What to produce
Reproduce each of the entries below word for word, omitting the pictures from your reply.

Record extracts
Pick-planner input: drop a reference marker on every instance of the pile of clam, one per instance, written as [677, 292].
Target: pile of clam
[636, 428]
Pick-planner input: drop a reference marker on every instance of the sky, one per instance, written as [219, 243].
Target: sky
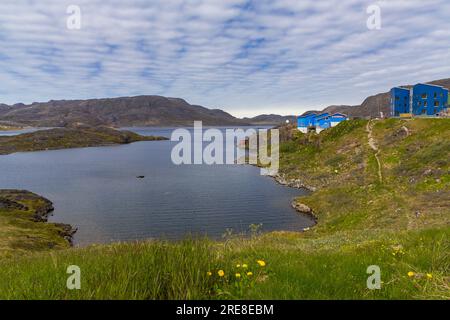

Expected output
Pick-planner input: drop a reference marker on every instance of the pile of clam, one per instance, written as [677, 292].
Target: pile of clam
[636, 428]
Pick-planner input: drop a reference marker on every instance of the sky, one per instance, written as [219, 243].
Target: sky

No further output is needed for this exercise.